Tasks to perform:
(a) Please answer these questions using the blog post about the kitten pet below:
(i) What does the post say Blizz will soon sell for cash?
(ii) What price does the post give for a crate of kittens, and how many kittens is that?
(iii) What does the writer say they are?
(b) List every word that the blog post about the kitten pet sets in quotation marks.

Quoted passage:
* Start *

Personally, I'm pretty "meh" about it.  For anyone who's been living under a rock (Or apparently reads only me... and for that I am extremely grateful and apologize for the whole rock thing.  Rocks are nice this time of year, I hear.), the long story short is this: Soon, Blizz will sell an uber-cute kitten pet for cash.  This is not a new step.  The new step is that the kitten will be not be bound until you use it, thus making it AH-able.

There was a lot of noise from the peanut galleries.  Most were saying how this is a move to "legitimize" Real Money Trading.  I guess the theory is that you'd buy a crate of kittens for, like, $60 (that's a half dozen kittens, for those of you keeping score) and then proceed to market them on the AH, swimming in Scrooge McDuck-like mounds of gold.  Or at least a nice profit.  

So, Ima go ahead and try to kill the kitten here.  That's what I do.  I'm a warlock.

First of all, I want to point out that the "cute" factor does nothing for me.  +100 immunity to charms, I guess.  Now, if it was an instant-cast-warlock-sprouting-demonic-wings-and-being-able-to-behave-like-a-flying-mount--like ability... then we'd be talking.  But a kitten?  C'mon.  What's the market going to be like for these things?

* End *

(Data extracted from a collection)
* Start *

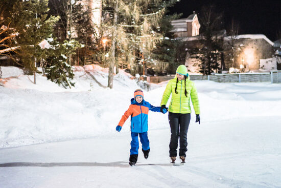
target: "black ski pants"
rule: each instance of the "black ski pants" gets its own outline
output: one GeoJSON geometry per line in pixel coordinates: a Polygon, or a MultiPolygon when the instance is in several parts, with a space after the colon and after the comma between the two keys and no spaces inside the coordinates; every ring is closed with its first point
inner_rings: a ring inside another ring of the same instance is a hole
{"type": "Polygon", "coordinates": [[[186,157],[188,151],[188,130],[190,122],[190,114],[169,113],[169,122],[171,128],[170,157],[177,156],[178,138],[179,137],[180,156],[186,157]]]}

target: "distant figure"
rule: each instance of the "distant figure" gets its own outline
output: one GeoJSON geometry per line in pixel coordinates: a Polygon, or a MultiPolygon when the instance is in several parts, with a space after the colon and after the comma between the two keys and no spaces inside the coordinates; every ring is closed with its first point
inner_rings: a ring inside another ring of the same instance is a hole
{"type": "Polygon", "coordinates": [[[147,159],[150,151],[149,140],[147,137],[148,111],[162,112],[165,114],[167,112],[166,109],[155,107],[149,102],[144,99],[144,93],[141,89],[137,89],[134,92],[134,98],[131,99],[131,105],[129,109],[122,116],[118,126],[116,127],[116,131],[120,132],[124,123],[131,116],[131,150],[130,150],[130,159],[129,164],[132,166],[134,165],[137,161],[138,154],[138,135],[140,138],[142,145],[142,150],[144,152],[145,158],[147,159]]]}
{"type": "Polygon", "coordinates": [[[169,122],[171,129],[170,142],[170,157],[175,163],[179,136],[179,153],[181,162],[185,162],[188,151],[187,134],[190,122],[190,98],[196,114],[196,120],[200,124],[200,113],[197,91],[194,83],[190,80],[186,68],[184,65],[177,69],[175,78],[170,80],[161,101],[161,109],[167,109],[166,103],[172,93],[172,98],[169,107],[169,122]]]}

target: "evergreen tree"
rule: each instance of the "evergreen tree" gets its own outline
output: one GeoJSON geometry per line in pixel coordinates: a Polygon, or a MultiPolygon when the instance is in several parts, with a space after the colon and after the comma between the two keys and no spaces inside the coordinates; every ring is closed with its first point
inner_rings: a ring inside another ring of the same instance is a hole
{"type": "Polygon", "coordinates": [[[198,16],[201,24],[201,48],[190,49],[192,57],[200,60],[200,72],[209,75],[212,72],[221,72],[219,62],[222,53],[223,37],[220,33],[222,26],[222,13],[217,13],[214,6],[204,6],[198,16]]]}
{"type": "MultiPolygon", "coordinates": [[[[49,6],[51,14],[60,17],[55,29],[55,36],[59,41],[70,41],[75,38],[84,45],[82,46],[86,47],[91,42],[89,36],[95,34],[95,32],[90,26],[89,7],[80,3],[78,0],[49,0],[49,6]]],[[[73,65],[71,63],[73,62],[71,54],[68,55],[67,62],[73,65]]]]}
{"type": "Polygon", "coordinates": [[[138,56],[142,56],[138,62],[145,60],[145,57],[163,38],[157,28],[165,12],[165,7],[159,7],[159,0],[105,0],[104,7],[110,14],[105,27],[110,30],[111,38],[109,52],[109,76],[108,87],[112,88],[114,66],[118,49],[121,57],[130,64],[131,73],[135,74],[135,62],[138,56]],[[157,9],[150,9],[153,5],[157,9]]]}
{"type": "Polygon", "coordinates": [[[48,16],[48,0],[3,0],[1,3],[11,5],[5,11],[5,20],[16,33],[14,43],[19,46],[17,54],[24,66],[33,72],[36,83],[37,64],[46,55],[38,45],[52,35],[58,17],[48,16]]]}

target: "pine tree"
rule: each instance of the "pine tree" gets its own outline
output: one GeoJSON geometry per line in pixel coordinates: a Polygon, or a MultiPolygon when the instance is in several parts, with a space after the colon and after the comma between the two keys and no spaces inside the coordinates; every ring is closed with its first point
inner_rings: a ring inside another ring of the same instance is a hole
{"type": "Polygon", "coordinates": [[[108,87],[113,86],[116,49],[121,58],[129,64],[131,73],[135,74],[136,62],[142,64],[163,38],[158,32],[160,20],[165,12],[159,7],[160,0],[106,0],[105,9],[110,15],[105,27],[110,30],[111,47],[109,52],[108,87]],[[150,9],[151,5],[157,9],[150,9]],[[142,57],[137,61],[138,56],[142,57]]]}
{"type": "MultiPolygon", "coordinates": [[[[8,14],[7,20],[11,22],[11,28],[18,34],[15,40],[20,46],[18,55],[24,67],[35,73],[37,64],[46,56],[46,50],[38,45],[52,36],[53,25],[59,18],[48,17],[48,0],[11,2],[12,8],[8,14]]],[[[34,82],[36,83],[35,77],[34,82]]]]}
{"type": "Polygon", "coordinates": [[[66,62],[67,56],[74,53],[77,48],[81,47],[81,45],[75,40],[65,40],[63,44],[59,44],[56,38],[48,39],[51,46],[48,50],[45,59],[47,78],[65,88],[71,88],[74,86],[74,74],[71,66],[66,62]]]}
{"type": "MultiPolygon", "coordinates": [[[[177,0],[174,0],[162,2],[161,7],[166,8],[166,15],[162,17],[160,27],[158,29],[163,35],[163,38],[161,44],[153,50],[153,59],[168,64],[168,67],[166,67],[168,73],[174,73],[179,65],[179,61],[176,59],[176,55],[178,50],[180,50],[178,47],[182,47],[183,45],[181,40],[174,39],[173,33],[171,32],[173,29],[171,21],[179,18],[182,14],[168,14],[169,13],[168,8],[173,6],[178,2],[177,0]]],[[[148,62],[150,61],[152,64],[155,64],[155,61],[151,60],[151,59],[148,60],[148,62]]],[[[160,72],[163,71],[162,69],[156,70],[156,74],[162,74],[162,73],[160,72]]]]}
{"type": "MultiPolygon", "coordinates": [[[[55,36],[58,37],[60,42],[65,40],[70,41],[75,38],[86,46],[90,40],[88,36],[94,33],[90,26],[89,7],[85,9],[80,2],[78,0],[49,0],[50,14],[60,17],[56,25],[55,36]]],[[[72,54],[67,56],[69,65],[73,65],[72,54]]]]}
{"type": "Polygon", "coordinates": [[[222,53],[223,38],[218,32],[222,17],[222,14],[217,13],[213,5],[203,7],[199,16],[201,25],[200,40],[203,45],[201,49],[192,49],[190,52],[193,55],[198,53],[195,56],[201,60],[200,72],[204,75],[218,72],[219,58],[222,53]]]}

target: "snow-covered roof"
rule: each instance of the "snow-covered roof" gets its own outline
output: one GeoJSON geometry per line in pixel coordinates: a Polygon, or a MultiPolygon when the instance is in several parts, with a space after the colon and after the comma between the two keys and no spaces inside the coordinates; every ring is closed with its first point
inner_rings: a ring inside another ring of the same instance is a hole
{"type": "MultiPolygon", "coordinates": [[[[268,38],[267,38],[265,35],[263,34],[245,34],[245,35],[237,35],[235,38],[237,39],[241,39],[241,38],[251,38],[251,39],[264,39],[268,43],[269,43],[272,46],[274,45],[274,43],[270,40],[268,38]]],[[[224,37],[224,40],[230,40],[231,37],[226,36],[224,37]]]]}
{"type": "Polygon", "coordinates": [[[278,48],[281,47],[281,39],[274,41],[274,47],[278,48]]]}
{"type": "Polygon", "coordinates": [[[192,14],[190,15],[187,18],[188,22],[193,21],[193,20],[195,18],[195,17],[196,17],[196,16],[197,16],[196,14],[192,14]]]}

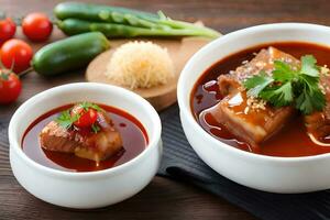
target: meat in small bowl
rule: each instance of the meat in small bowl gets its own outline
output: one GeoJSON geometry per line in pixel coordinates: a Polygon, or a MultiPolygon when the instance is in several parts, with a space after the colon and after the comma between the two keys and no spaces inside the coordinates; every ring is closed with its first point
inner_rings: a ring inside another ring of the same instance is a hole
{"type": "Polygon", "coordinates": [[[11,119],[9,142],[11,168],[29,193],[57,206],[99,208],[135,195],[154,177],[161,120],[125,89],[69,84],[24,102],[11,119]]]}

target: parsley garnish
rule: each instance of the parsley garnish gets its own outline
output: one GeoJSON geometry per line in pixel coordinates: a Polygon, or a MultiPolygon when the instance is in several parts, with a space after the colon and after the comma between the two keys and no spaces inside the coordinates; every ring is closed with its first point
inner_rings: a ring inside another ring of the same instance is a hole
{"type": "Polygon", "coordinates": [[[102,109],[96,105],[96,103],[91,103],[91,102],[87,102],[87,101],[84,101],[80,103],[80,106],[86,110],[88,111],[88,109],[95,109],[97,111],[102,111],[102,109]]]}
{"type": "Polygon", "coordinates": [[[244,81],[248,96],[262,98],[274,107],[284,107],[295,103],[304,114],[320,111],[326,106],[319,81],[320,72],[312,55],[300,58],[300,68],[293,68],[285,62],[275,61],[272,76],[264,72],[244,81]]]}

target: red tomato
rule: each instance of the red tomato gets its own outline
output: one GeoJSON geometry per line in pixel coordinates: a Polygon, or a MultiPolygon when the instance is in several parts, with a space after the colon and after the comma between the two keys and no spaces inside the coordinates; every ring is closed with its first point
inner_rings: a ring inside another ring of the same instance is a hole
{"type": "Polygon", "coordinates": [[[0,45],[12,38],[15,32],[16,25],[10,18],[0,20],[0,45]]]}
{"type": "Polygon", "coordinates": [[[53,24],[43,13],[30,13],[22,22],[23,33],[34,42],[46,41],[53,31],[53,24]]]}
{"type": "Polygon", "coordinates": [[[80,116],[79,119],[74,122],[74,124],[78,128],[91,127],[98,118],[98,113],[96,110],[90,108],[88,110],[85,110],[80,106],[77,106],[72,110],[72,117],[75,117],[76,114],[80,116]]]}
{"type": "Polygon", "coordinates": [[[18,99],[22,90],[19,77],[12,72],[0,69],[0,105],[10,103],[18,99]]]}
{"type": "Polygon", "coordinates": [[[12,38],[2,45],[0,57],[7,68],[13,65],[14,73],[21,73],[30,67],[33,51],[29,44],[21,40],[12,38]]]}

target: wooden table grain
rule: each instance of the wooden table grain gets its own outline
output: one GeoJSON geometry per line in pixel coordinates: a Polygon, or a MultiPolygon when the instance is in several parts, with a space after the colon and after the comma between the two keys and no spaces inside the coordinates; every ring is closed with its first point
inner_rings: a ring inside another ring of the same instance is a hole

* End *

Outputs for the tasks:
(a)
(i) An uber-cute kitten pet.
(ii) $60, for a half dozen kittens.
(iii) A warlock.

(b) "meh", "legitimize", "cute"